WORK TO COMPLETE: Give the material from the line containing "Where can the stone facade" through the end as a Markdown table with the columns Row and Line, leaving out blank lines.

DATA LINES:
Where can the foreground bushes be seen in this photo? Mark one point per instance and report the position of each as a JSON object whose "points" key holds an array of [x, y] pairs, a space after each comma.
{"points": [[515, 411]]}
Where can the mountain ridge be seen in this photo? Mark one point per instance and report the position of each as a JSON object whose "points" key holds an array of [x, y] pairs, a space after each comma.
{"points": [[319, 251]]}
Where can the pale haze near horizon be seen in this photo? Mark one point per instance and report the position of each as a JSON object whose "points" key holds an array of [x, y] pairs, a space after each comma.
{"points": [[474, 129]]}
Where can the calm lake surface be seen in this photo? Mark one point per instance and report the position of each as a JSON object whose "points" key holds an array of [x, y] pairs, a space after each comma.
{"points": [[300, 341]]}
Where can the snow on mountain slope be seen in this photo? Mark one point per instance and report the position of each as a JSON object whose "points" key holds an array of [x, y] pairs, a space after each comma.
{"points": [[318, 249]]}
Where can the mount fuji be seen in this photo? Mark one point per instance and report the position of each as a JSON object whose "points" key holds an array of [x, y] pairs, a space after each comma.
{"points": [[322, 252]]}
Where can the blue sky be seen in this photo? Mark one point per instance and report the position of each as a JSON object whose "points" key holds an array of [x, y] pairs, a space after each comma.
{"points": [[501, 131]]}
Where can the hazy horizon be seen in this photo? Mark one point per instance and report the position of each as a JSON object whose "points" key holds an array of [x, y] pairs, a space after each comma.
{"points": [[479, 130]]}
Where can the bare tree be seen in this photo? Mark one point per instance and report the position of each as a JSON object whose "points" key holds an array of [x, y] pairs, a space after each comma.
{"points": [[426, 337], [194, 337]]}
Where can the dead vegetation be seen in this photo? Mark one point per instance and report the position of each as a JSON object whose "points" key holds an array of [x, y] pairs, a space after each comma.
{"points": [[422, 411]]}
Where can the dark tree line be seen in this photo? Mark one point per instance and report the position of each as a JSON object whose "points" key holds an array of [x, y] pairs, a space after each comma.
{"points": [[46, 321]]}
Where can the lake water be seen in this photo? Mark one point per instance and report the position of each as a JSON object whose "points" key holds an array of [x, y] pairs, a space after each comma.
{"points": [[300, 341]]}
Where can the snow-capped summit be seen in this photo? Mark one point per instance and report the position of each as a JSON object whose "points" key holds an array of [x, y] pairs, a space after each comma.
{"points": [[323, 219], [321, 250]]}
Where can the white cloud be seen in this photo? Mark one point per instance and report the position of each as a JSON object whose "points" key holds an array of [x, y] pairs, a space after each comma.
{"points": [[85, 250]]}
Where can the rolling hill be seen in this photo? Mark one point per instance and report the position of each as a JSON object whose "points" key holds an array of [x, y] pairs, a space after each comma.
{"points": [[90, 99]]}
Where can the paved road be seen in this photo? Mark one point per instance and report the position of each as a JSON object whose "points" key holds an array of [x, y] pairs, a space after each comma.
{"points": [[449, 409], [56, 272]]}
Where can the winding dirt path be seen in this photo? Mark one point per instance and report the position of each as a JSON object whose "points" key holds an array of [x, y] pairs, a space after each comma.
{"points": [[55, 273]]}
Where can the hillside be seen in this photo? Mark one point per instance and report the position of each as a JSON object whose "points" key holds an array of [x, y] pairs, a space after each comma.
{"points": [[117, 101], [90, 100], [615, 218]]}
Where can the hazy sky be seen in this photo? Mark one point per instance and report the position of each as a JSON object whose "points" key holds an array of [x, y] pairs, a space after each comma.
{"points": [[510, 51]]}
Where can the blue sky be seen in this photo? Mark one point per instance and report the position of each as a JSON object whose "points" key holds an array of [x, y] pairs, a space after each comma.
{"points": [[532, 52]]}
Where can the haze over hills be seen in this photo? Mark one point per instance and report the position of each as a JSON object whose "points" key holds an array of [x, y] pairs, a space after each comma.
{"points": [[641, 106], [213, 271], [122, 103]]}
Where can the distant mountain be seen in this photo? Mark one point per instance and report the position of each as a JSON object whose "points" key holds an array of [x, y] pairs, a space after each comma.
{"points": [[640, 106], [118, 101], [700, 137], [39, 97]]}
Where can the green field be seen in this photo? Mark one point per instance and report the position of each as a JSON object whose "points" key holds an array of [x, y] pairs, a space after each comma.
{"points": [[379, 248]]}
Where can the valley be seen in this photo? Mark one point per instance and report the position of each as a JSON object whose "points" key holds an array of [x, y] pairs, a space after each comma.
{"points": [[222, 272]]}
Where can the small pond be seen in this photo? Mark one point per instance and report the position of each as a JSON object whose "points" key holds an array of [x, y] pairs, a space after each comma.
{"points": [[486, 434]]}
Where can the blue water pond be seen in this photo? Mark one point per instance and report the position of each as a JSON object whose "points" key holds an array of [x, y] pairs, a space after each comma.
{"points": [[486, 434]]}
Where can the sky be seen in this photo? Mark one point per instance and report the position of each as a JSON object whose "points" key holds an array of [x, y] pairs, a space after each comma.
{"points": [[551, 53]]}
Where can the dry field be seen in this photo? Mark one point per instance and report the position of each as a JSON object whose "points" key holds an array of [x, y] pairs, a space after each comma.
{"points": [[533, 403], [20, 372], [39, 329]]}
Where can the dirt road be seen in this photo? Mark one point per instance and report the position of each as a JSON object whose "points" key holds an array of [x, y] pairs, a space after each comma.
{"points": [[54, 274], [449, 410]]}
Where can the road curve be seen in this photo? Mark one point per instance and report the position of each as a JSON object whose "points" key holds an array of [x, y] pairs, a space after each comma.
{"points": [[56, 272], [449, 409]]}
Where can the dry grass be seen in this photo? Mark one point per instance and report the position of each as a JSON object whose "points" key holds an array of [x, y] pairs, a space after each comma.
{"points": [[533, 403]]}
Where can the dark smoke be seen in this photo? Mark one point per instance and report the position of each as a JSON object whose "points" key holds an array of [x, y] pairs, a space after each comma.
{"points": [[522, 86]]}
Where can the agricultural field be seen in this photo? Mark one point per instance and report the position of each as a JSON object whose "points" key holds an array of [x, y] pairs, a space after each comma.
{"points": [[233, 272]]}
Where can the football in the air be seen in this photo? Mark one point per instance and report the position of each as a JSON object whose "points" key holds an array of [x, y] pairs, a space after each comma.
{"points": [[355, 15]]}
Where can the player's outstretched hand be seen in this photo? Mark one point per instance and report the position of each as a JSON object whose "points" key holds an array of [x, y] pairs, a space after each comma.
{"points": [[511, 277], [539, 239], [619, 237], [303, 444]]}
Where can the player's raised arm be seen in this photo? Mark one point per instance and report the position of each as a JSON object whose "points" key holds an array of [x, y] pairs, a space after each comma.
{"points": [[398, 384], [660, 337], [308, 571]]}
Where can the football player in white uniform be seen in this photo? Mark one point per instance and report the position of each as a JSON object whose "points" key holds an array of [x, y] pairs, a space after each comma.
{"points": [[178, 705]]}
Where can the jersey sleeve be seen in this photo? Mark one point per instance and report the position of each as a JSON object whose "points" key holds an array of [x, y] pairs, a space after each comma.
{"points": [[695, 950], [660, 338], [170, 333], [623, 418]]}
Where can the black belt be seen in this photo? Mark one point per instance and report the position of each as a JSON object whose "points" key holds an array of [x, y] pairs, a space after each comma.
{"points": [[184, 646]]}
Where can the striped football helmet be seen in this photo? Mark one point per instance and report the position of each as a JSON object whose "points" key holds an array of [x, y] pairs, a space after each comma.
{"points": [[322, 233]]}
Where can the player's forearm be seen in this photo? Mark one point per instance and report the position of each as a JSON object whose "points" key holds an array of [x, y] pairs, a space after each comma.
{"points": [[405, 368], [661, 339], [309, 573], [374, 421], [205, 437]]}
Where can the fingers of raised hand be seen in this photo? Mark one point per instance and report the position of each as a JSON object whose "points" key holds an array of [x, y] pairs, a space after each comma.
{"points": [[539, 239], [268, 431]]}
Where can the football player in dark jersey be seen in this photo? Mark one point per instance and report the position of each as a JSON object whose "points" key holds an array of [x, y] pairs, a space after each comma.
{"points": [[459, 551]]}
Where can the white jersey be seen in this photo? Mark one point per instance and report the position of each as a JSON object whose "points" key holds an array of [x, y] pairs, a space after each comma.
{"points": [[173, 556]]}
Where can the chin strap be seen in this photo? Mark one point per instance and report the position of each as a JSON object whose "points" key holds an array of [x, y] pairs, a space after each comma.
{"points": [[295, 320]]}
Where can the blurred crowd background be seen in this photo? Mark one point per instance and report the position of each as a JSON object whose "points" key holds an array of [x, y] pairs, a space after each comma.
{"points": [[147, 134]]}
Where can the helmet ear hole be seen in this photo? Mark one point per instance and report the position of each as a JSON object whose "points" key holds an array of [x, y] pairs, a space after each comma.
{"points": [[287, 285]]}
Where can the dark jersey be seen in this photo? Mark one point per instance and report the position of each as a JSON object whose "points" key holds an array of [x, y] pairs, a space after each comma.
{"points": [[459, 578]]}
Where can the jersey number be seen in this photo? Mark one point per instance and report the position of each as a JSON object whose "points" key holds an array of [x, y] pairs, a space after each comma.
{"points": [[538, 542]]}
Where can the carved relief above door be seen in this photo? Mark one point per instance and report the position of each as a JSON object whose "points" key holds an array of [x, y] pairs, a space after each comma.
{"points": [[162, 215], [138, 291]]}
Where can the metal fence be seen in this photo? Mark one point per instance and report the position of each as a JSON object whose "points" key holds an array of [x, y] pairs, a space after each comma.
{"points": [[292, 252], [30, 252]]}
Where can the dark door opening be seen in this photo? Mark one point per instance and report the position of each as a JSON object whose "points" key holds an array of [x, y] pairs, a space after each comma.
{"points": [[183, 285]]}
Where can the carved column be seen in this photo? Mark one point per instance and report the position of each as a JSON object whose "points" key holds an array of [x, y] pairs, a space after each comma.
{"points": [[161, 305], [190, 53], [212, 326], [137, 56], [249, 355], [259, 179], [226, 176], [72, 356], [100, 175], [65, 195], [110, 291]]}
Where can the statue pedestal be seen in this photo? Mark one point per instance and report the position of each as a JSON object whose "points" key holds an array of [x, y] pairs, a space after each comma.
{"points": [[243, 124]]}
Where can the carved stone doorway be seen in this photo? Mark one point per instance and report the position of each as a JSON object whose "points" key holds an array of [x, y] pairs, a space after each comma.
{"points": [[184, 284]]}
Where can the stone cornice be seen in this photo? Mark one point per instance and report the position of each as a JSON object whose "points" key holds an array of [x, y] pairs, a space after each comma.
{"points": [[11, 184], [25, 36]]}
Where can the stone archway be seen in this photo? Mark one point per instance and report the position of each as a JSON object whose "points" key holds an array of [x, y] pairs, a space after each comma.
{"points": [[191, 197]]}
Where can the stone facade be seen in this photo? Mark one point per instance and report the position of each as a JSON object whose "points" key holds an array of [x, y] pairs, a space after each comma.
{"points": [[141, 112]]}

WRITTEN SOLUTION:
| Row | Line |
|---|---|
| 1 | Where can the stone facade be seen in this photo? Mark one point per instance and report the position of each as a JSON object whose "points" key holds an array of [x, y] pairs, a space after each comma. |
| 2 | {"points": [[141, 112]]} |